| What to work on |
Copy out every line in the data below that contains the string "blue", matching case exactly.
* begin *
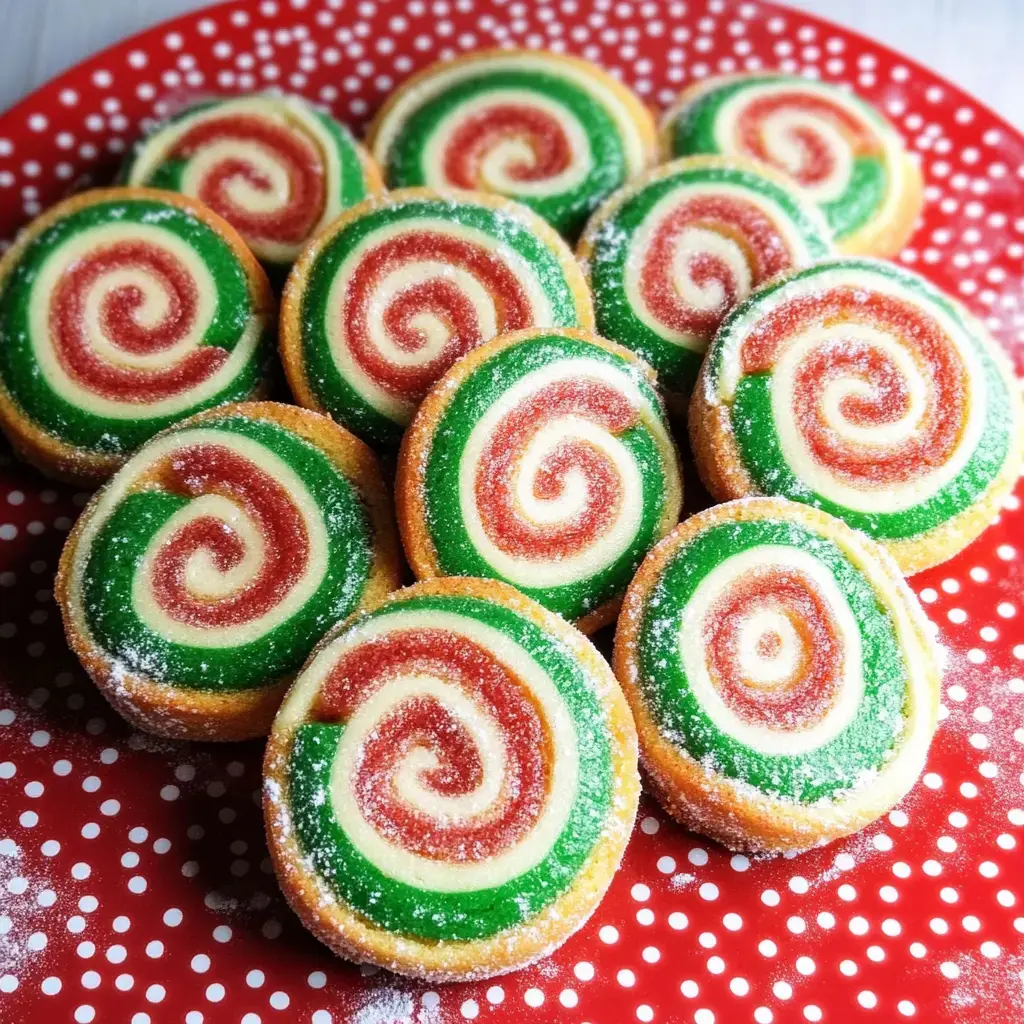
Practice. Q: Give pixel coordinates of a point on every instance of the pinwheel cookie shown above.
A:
(784, 688)
(451, 782)
(123, 310)
(839, 148)
(552, 131)
(858, 387)
(543, 459)
(197, 582)
(399, 287)
(673, 252)
(274, 167)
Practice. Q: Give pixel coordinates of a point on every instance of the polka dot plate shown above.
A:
(134, 881)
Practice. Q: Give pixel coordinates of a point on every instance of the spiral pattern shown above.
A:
(407, 285)
(220, 553)
(855, 386)
(555, 133)
(776, 649)
(276, 169)
(122, 311)
(546, 463)
(842, 152)
(452, 768)
(672, 253)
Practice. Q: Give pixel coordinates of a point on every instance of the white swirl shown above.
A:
(768, 669)
(573, 498)
(398, 862)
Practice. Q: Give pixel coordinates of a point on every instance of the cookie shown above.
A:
(552, 131)
(123, 310)
(274, 167)
(451, 782)
(196, 583)
(543, 459)
(399, 287)
(669, 255)
(783, 685)
(858, 387)
(847, 157)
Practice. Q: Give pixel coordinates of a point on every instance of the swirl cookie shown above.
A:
(839, 148)
(858, 387)
(274, 167)
(451, 782)
(554, 132)
(197, 582)
(673, 252)
(123, 310)
(398, 288)
(783, 686)
(543, 459)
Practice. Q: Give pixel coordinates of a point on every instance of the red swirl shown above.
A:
(810, 691)
(438, 297)
(117, 321)
(424, 722)
(818, 160)
(477, 135)
(500, 513)
(203, 469)
(947, 400)
(743, 223)
(300, 159)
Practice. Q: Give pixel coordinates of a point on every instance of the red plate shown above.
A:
(136, 884)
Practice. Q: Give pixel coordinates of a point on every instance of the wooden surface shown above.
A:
(975, 44)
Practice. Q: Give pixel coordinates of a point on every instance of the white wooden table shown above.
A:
(975, 44)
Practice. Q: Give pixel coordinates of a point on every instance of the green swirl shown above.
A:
(761, 449)
(818, 774)
(695, 130)
(334, 390)
(125, 538)
(566, 211)
(676, 365)
(479, 913)
(349, 188)
(457, 555)
(22, 375)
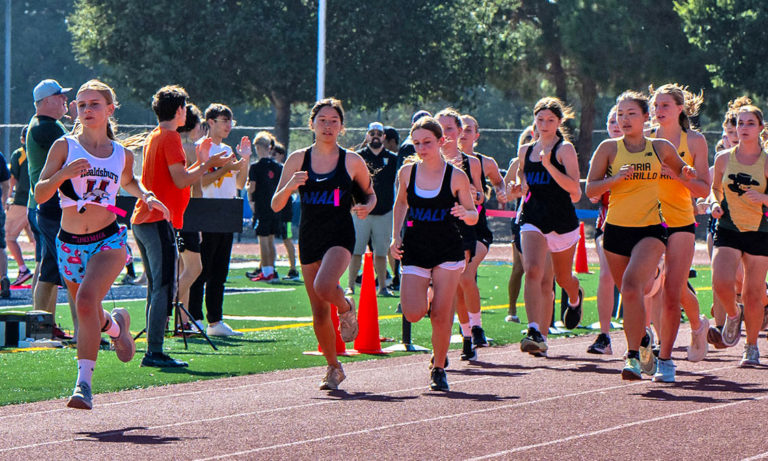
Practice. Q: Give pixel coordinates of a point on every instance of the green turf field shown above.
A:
(267, 345)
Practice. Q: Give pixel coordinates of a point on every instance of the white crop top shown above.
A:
(100, 184)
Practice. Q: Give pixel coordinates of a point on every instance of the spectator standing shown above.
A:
(44, 128)
(16, 217)
(165, 173)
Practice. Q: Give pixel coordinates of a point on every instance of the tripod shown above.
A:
(178, 308)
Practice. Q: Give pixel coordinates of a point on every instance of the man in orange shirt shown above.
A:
(164, 173)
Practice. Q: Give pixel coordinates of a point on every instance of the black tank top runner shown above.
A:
(431, 232)
(482, 229)
(549, 206)
(326, 200)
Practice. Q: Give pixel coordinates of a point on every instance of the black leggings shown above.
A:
(215, 253)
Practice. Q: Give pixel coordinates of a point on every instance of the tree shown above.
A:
(264, 52)
(595, 48)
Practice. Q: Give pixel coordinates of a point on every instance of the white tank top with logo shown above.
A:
(101, 183)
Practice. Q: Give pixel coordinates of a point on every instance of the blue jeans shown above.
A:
(49, 265)
(157, 244)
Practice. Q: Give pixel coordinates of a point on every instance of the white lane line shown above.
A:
(619, 427)
(267, 383)
(258, 318)
(451, 416)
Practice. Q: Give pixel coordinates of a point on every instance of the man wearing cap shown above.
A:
(377, 227)
(44, 128)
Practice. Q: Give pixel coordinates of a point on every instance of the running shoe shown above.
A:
(631, 371)
(647, 358)
(24, 275)
(751, 357)
(468, 352)
(602, 345)
(715, 337)
(221, 329)
(438, 380)
(5, 288)
(348, 322)
(478, 337)
(572, 316)
(512, 318)
(732, 328)
(293, 274)
(765, 318)
(432, 362)
(333, 377)
(58, 333)
(81, 398)
(124, 346)
(699, 348)
(533, 342)
(665, 372)
(265, 278)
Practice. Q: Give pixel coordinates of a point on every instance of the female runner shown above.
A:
(324, 174)
(88, 168)
(633, 240)
(673, 105)
(435, 195)
(468, 295)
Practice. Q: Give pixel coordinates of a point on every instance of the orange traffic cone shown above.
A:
(368, 340)
(581, 252)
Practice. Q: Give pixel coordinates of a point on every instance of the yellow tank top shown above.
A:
(739, 213)
(634, 202)
(676, 202)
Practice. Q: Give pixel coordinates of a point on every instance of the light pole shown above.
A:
(320, 49)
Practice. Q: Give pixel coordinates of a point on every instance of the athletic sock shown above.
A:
(85, 371)
(113, 329)
(475, 319)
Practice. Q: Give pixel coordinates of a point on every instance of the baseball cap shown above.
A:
(418, 115)
(47, 88)
(391, 133)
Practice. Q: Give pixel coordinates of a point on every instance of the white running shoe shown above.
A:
(699, 346)
(751, 357)
(333, 377)
(348, 322)
(732, 328)
(221, 329)
(647, 358)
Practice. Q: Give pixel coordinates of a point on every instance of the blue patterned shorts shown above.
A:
(74, 250)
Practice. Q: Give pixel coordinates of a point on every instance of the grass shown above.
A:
(33, 375)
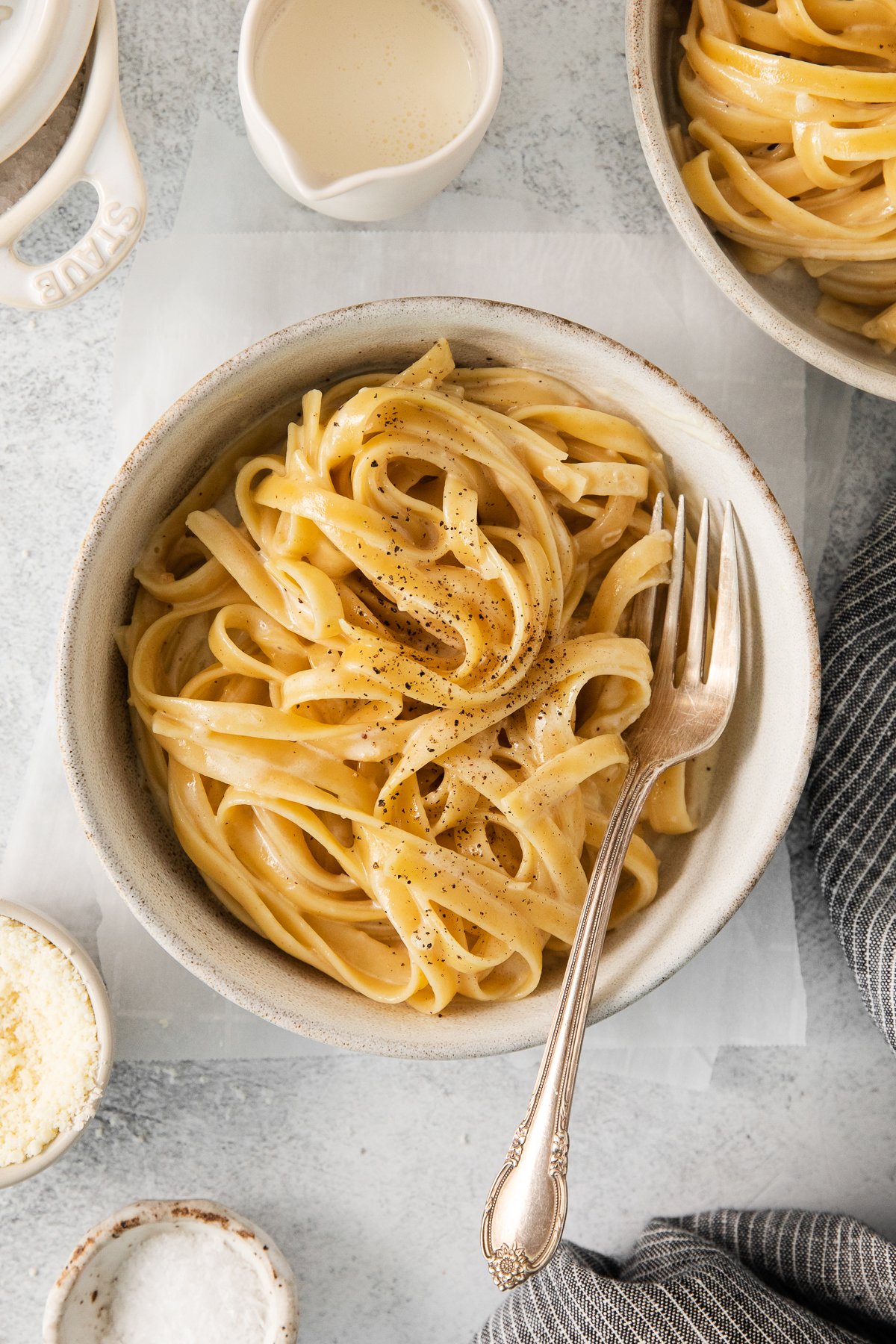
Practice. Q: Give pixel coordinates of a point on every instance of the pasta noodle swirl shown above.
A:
(379, 679)
(791, 144)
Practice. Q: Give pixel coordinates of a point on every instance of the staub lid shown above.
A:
(42, 45)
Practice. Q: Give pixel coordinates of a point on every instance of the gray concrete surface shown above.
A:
(371, 1174)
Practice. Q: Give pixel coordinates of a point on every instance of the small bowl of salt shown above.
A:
(173, 1272)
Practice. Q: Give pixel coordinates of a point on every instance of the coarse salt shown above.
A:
(49, 1045)
(184, 1285)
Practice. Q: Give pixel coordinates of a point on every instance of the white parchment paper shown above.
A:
(193, 300)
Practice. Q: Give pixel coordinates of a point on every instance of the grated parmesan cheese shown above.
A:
(49, 1046)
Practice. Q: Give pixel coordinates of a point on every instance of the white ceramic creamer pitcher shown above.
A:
(379, 193)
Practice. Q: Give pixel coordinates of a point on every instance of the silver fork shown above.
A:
(526, 1209)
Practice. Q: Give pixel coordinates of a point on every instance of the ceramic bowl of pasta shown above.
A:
(346, 675)
(770, 132)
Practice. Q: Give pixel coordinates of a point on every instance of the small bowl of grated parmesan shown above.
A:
(55, 1042)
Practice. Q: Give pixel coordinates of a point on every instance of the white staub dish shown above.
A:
(53, 37)
(379, 193)
(763, 757)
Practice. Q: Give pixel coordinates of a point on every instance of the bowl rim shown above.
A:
(207, 1216)
(647, 104)
(99, 996)
(200, 962)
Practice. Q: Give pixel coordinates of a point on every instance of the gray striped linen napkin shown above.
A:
(777, 1277)
(852, 784)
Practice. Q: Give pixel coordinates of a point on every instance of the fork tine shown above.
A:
(726, 636)
(665, 665)
(645, 604)
(697, 629)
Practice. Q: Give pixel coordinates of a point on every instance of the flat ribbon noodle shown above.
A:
(790, 144)
(379, 678)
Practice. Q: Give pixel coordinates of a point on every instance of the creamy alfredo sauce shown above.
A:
(366, 84)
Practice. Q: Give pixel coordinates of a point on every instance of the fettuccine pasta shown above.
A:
(791, 144)
(379, 678)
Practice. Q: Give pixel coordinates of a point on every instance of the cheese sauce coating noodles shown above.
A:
(791, 144)
(379, 679)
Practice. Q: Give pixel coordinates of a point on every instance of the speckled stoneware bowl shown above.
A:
(765, 752)
(783, 304)
(78, 1305)
(99, 996)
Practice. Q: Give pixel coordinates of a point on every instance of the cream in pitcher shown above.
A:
(363, 109)
(356, 85)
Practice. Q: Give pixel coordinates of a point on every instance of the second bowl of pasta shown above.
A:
(355, 615)
(768, 134)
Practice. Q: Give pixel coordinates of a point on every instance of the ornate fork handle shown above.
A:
(526, 1210)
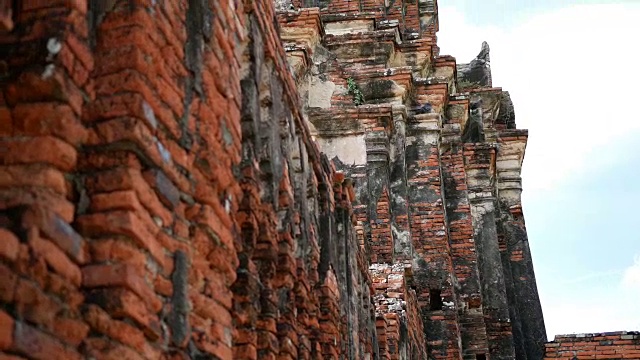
* end *
| Exercise solution |
Practice. Q: Give pixel coordinates of a point on every instance of the blue jeans shown above.
Practice. Q: Give pixel coordinates of a point on every instance of the blue patterned shorts shown above.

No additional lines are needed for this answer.